• Given passage:
Wednesday, August 20, 2008

Healthcare...

One of the saddest things that I see here (and I don’t mean saddest as in the worst) is kids with deformed feet. Today I saw two kids with deformed feet. One is a little girl and the other is a teenage boy. They both have feet that turn inside and curl so they actually walk on the tops of their feet. From what I understand this is fairly easily correctable with special shoes when they are still babies. But not here.
Yesterday Ritha told me that someone, a doctor, came around to their area and said that everyone had to take medicine for elephants foot disease (elephantiasis). Apparently there is a “new” mosquito that carries the disease so they want to make sure that people don’t get it. From what I understand, you need to take the medicine about once a month for two years in order to get proper protection. I wonder who’s going to make sure that each person is actually taking it when they’re supposed to and for the proper length of time? Hmmm.... Again, from what I understand, the disease is primarily found in interior villages and is passed by mosquitos or by walking barefoot in infected soil.

• Entries supplied:

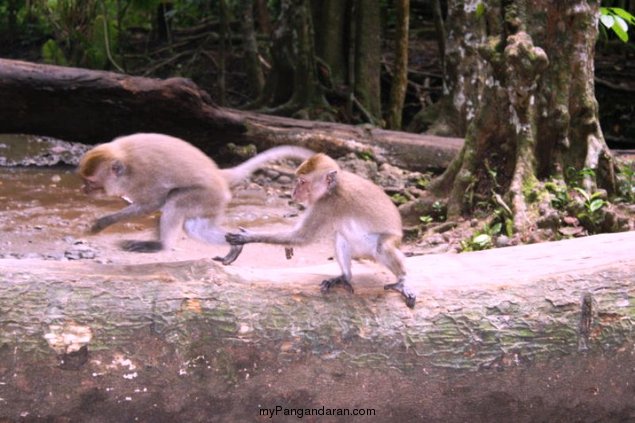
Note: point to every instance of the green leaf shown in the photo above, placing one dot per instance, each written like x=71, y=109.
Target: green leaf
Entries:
x=623, y=35
x=583, y=193
x=607, y=20
x=482, y=240
x=623, y=14
x=596, y=205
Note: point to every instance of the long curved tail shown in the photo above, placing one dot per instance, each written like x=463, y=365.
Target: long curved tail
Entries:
x=234, y=175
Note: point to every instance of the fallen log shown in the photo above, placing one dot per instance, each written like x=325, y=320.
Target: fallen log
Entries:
x=95, y=106
x=536, y=332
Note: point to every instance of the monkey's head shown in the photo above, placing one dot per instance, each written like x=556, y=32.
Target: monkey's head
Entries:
x=316, y=177
x=101, y=170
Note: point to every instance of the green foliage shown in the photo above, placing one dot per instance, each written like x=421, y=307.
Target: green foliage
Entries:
x=483, y=239
x=617, y=20
x=399, y=198
x=480, y=10
x=438, y=214
x=560, y=195
x=575, y=177
x=592, y=215
x=627, y=183
x=53, y=54
x=426, y=218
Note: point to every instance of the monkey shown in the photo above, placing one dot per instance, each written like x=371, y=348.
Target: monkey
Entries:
x=359, y=215
x=155, y=172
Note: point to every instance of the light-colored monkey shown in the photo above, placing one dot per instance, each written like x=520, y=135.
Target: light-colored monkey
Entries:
x=364, y=221
x=159, y=172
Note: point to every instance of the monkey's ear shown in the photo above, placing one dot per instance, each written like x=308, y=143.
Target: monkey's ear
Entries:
x=331, y=179
x=118, y=168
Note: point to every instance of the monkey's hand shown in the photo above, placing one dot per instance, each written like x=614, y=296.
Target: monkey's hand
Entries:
x=234, y=238
x=233, y=254
x=101, y=224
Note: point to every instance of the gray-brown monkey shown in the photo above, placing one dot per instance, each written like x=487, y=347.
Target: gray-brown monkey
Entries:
x=364, y=221
x=159, y=172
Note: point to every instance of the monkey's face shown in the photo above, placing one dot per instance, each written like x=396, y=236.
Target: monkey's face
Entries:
x=91, y=186
x=302, y=191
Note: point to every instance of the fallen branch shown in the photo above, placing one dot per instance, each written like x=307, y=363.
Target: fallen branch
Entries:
x=95, y=106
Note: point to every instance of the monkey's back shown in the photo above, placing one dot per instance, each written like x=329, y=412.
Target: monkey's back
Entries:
x=169, y=161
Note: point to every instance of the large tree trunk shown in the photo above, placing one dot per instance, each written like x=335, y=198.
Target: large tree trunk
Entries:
x=530, y=109
x=548, y=339
x=367, y=86
x=93, y=106
x=400, y=72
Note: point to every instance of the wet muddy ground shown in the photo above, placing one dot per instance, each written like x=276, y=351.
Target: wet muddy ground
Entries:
x=45, y=215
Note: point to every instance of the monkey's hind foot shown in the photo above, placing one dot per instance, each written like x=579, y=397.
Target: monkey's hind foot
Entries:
x=233, y=254
x=405, y=292
x=327, y=284
x=141, y=246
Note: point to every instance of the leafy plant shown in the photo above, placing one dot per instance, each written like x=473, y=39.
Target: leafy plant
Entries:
x=617, y=20
x=592, y=216
x=426, y=218
x=483, y=239
x=627, y=183
x=399, y=198
x=561, y=198
x=575, y=177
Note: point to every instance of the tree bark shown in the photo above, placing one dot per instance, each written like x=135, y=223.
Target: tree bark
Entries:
x=183, y=341
x=253, y=68
x=367, y=67
x=93, y=106
x=527, y=102
x=400, y=76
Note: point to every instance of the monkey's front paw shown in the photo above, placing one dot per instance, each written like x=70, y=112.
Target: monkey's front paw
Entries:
x=327, y=284
x=141, y=246
x=405, y=292
x=236, y=238
x=99, y=225
x=233, y=254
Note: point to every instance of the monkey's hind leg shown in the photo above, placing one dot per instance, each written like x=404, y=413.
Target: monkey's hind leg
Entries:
x=401, y=287
x=141, y=246
x=343, y=256
x=327, y=284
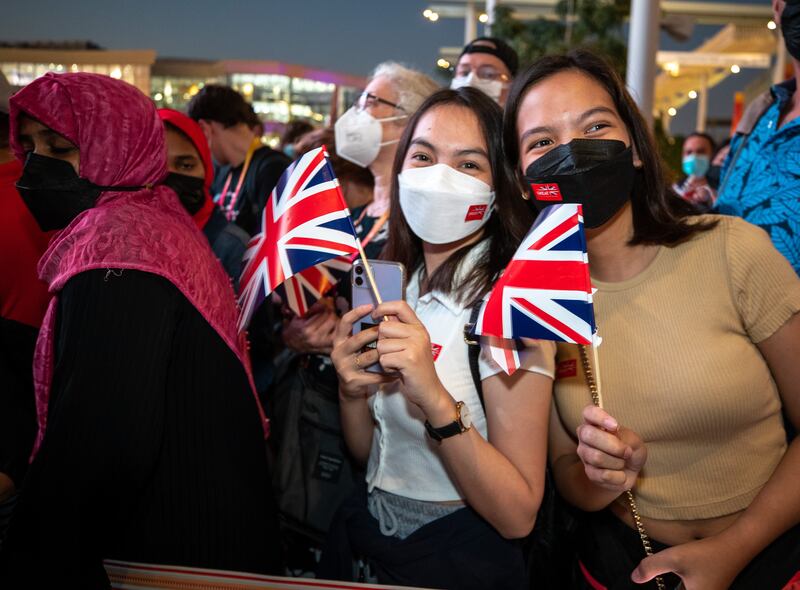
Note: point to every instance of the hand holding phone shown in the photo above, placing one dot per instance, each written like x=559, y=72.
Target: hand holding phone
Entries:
x=390, y=279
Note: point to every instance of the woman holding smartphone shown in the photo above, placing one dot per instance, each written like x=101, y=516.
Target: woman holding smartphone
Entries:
x=450, y=480
x=701, y=337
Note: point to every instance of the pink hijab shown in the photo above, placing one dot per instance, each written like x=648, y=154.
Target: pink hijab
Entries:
x=121, y=141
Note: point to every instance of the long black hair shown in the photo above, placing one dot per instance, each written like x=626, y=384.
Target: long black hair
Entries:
x=506, y=227
x=659, y=216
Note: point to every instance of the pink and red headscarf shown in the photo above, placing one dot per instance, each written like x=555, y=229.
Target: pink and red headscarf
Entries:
x=121, y=141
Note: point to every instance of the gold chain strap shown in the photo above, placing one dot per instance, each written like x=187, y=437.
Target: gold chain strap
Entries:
x=637, y=519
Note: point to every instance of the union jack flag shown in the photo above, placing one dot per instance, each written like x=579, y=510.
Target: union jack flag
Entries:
x=305, y=222
x=303, y=289
x=545, y=292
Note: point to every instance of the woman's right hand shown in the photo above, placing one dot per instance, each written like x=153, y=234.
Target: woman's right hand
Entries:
x=612, y=455
x=350, y=361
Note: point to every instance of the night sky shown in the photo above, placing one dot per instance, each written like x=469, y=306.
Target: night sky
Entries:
x=348, y=36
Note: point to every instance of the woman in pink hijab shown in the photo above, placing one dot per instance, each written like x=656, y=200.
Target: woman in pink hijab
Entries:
x=151, y=439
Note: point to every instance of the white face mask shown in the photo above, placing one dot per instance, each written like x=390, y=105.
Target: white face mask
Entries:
x=492, y=88
x=442, y=205
x=358, y=136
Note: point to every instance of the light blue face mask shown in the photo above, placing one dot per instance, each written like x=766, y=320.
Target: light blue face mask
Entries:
x=696, y=165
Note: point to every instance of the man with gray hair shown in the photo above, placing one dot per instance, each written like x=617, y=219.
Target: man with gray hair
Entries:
x=367, y=134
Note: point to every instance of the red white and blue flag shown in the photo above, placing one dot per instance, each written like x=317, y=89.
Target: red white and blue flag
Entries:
x=305, y=222
x=545, y=292
x=301, y=291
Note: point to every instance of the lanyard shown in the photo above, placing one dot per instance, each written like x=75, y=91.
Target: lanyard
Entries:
x=230, y=214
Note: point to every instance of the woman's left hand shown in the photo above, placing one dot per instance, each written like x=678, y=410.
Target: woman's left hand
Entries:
x=404, y=346
x=707, y=564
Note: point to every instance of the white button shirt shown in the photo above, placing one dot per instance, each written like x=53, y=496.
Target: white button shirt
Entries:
x=403, y=459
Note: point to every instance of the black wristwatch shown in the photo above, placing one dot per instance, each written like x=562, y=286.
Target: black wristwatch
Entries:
x=461, y=424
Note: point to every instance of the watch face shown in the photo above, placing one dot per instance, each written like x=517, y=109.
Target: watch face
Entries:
x=465, y=416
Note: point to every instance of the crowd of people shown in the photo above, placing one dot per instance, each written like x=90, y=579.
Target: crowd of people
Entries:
x=139, y=423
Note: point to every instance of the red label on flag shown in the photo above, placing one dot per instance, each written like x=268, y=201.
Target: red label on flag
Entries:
x=546, y=192
x=566, y=369
x=476, y=212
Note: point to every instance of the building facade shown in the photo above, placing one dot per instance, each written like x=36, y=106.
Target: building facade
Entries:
x=279, y=92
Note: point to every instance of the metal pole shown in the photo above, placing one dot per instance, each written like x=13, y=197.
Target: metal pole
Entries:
x=470, y=23
x=490, y=5
x=779, y=73
x=642, y=49
x=702, y=105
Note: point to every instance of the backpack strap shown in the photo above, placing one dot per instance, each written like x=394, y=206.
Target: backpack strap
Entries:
x=474, y=348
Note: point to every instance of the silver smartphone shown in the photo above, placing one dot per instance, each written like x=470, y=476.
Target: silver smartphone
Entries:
x=390, y=278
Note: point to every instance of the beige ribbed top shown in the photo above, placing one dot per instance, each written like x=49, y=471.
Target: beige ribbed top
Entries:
x=680, y=367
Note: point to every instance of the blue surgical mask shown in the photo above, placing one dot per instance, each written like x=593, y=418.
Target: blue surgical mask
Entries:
x=696, y=165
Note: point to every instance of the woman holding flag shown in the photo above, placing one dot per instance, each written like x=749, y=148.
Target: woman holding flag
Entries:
x=432, y=513
x=700, y=340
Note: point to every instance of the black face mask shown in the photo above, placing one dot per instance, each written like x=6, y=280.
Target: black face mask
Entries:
x=595, y=173
x=55, y=194
x=190, y=189
x=713, y=176
x=790, y=27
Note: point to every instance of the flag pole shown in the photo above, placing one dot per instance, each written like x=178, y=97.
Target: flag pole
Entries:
x=367, y=267
x=596, y=359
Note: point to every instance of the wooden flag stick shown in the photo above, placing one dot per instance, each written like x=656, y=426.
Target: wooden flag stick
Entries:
x=596, y=359
x=370, y=278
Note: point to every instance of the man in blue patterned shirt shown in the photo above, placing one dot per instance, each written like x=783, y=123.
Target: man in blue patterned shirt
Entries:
x=761, y=176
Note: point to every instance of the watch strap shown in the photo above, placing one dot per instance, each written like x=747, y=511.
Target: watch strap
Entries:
x=455, y=427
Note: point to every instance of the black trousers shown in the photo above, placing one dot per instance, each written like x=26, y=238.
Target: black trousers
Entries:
x=610, y=550
x=460, y=551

• Problem statement: Pick up the healthcare blog entry from its last sentence and write one more paragraph in the same voice. You won't need the records for this.

• Written response:
Some folks we know who are in the process of getting a house set up interior so they can live and work there, are currently nursing a little interior girl back to health. The guy was out trekking around in the jungle in the area they will live in and heard about a little girl who was very sick. He happens to be a nurse (among other things) and so he decided to go find this girl. He hiked for an entire day in the rain to get to her. She is two years old (or so they think as she has all her teeth) but only weighed 14 pounds. She was suffering from lice, malaria, whipple worm (I think that's how you spell it) and a prolapsed rectum. She was in really bad shape. So they called in the helicopter to bring her out. Her parents are still living in the stone age literally as they still garb themselves in leaves and grass and have bones protruding from their noses and ears. They could not be convinced to go along with their daughter, they were simply too scared. This couple that took her in have a Papuan lady who helps them out with some of their teaching and so she is taking care of the sick little girl out here so far away from her family. She's doing much better now as all her illnesses have been treated and she's eating a lot more than she ever has in her whole little life. I went to see her the other day and she can't even walk by herself, her little legs are too weak. Had this couple not been determined to find her, she would have died. These are some of the people MAF serves. Sometimes the helicopter is needed to get them out of the jungle, but as soon as they are at an airstrip, MAF can come and get them.